Records for the task
::::::::

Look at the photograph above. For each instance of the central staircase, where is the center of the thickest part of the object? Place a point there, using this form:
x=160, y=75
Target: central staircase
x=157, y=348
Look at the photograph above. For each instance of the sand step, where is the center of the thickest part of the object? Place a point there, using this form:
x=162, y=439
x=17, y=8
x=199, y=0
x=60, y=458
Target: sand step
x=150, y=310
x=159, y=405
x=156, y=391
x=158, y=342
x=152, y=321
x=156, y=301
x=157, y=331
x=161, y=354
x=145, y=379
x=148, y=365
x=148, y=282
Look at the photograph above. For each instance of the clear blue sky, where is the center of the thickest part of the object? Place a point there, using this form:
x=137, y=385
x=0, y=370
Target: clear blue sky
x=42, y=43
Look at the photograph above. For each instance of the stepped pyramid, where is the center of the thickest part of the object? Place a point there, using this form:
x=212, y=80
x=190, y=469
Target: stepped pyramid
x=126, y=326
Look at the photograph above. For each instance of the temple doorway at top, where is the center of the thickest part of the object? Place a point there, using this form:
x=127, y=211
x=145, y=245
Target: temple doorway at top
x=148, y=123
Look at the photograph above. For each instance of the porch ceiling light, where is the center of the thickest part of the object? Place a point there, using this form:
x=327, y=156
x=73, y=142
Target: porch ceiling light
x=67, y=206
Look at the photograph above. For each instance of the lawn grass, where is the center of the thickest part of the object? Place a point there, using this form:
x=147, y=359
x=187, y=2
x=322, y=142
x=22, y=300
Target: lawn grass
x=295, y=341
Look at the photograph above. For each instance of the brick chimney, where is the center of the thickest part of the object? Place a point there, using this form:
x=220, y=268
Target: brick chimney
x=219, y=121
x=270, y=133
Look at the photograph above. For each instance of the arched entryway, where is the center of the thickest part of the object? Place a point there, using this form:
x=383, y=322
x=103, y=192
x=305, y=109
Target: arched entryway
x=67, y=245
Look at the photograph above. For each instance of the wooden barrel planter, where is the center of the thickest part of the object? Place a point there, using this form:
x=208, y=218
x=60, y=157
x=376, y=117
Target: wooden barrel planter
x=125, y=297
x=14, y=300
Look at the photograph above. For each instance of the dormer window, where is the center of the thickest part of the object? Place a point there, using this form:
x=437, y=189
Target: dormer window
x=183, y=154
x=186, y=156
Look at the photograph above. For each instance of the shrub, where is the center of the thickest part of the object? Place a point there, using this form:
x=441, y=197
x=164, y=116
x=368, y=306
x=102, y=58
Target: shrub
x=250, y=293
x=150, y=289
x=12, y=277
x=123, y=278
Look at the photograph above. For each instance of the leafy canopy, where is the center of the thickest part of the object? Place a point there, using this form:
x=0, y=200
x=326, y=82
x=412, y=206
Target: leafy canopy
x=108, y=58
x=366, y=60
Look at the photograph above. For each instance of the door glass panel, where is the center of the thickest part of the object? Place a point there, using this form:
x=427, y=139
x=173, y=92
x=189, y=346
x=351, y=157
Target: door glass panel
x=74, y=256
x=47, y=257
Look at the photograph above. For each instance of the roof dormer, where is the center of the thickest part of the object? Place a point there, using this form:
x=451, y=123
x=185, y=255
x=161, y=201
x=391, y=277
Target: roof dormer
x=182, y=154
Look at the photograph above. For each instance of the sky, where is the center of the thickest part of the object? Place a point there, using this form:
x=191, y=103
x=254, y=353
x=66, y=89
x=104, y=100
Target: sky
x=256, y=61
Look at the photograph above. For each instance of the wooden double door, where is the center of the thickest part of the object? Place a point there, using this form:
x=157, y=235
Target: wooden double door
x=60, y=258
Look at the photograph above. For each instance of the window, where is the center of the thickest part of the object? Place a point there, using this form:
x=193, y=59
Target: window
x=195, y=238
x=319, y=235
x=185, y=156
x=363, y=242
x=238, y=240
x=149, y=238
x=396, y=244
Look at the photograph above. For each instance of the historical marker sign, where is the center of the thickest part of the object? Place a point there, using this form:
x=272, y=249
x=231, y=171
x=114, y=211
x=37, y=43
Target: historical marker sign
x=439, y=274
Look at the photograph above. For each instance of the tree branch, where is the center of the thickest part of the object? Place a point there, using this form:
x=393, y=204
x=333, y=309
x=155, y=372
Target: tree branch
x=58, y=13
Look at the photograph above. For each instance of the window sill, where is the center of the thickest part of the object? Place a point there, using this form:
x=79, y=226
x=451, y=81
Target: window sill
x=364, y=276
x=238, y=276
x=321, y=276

::::::::

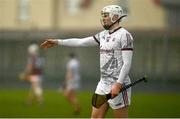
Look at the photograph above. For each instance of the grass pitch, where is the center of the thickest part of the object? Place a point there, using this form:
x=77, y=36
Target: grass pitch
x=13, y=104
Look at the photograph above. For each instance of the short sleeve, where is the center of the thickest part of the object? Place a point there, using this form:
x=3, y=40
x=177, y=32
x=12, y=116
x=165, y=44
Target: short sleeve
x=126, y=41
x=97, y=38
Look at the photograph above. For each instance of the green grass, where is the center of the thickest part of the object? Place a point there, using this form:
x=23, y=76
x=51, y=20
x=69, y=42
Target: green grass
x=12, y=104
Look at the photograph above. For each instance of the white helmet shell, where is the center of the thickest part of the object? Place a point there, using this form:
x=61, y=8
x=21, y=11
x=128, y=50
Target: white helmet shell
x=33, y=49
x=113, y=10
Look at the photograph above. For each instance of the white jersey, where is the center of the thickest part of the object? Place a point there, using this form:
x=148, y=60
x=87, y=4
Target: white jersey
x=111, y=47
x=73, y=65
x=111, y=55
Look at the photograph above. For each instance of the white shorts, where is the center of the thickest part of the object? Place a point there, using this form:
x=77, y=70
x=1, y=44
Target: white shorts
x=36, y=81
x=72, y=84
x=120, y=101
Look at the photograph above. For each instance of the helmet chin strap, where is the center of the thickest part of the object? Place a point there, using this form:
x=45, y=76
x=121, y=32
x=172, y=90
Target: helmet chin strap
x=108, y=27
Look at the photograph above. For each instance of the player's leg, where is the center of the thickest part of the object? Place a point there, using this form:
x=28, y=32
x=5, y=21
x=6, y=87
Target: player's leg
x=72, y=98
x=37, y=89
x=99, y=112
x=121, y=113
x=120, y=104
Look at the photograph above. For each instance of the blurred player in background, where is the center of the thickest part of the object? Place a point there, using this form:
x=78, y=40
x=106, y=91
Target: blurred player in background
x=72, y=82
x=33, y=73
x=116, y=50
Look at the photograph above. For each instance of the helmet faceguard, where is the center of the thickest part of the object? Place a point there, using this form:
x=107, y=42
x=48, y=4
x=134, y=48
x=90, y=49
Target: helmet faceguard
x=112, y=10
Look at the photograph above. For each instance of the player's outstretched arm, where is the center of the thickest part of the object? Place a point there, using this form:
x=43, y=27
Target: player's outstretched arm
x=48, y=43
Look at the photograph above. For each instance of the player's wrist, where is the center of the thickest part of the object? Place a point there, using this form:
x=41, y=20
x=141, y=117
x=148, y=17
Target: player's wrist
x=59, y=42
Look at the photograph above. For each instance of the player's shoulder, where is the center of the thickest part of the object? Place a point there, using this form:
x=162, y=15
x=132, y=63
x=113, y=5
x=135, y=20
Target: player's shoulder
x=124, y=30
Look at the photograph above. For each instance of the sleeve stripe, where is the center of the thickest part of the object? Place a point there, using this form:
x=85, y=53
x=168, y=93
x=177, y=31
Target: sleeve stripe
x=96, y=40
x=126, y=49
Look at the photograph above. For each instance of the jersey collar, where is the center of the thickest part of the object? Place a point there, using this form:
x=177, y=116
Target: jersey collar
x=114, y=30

::::::::

Short problem
Revise the items between the line holding "Look at the photograph above. For each instance of the blurred" and the line holding "x=124, y=30", inclusive, so that "faceguard" becomes "face mask" and nothing else changes. Give back only those revised lines.

Full solution
Look at the photograph above. For each instance of the blurred player in background, where is the center of the thickest part of the object? Place a point there, using this form:
x=78, y=40
x=106, y=91
Target: blurred player in background
x=72, y=82
x=33, y=73
x=116, y=50
Look at the photograph above. For each instance of the helmet face mask, where is the center of the thickest part of the object? Place a point there, using this form:
x=107, y=42
x=48, y=4
x=134, y=48
x=90, y=49
Target: helmet face mask
x=112, y=10
Look at the photograph above. For each instance of the player's outstretched arm, where is the center of the thickest part of the object? Place a point there, using this form:
x=43, y=27
Target: player's outstretched arm
x=48, y=43
Look at the photograph above. For each instance of the player's wrist, where is the center of the thickest part of the object? Place a point there, using this form:
x=41, y=20
x=141, y=117
x=148, y=17
Target: player's wrist
x=59, y=42
Look at the photograph above. For each instance of the player's shoulder, where is the center of the thickest part of the object? Place a point there, using this form:
x=162, y=15
x=132, y=63
x=113, y=5
x=135, y=20
Target: player's shoulder
x=124, y=30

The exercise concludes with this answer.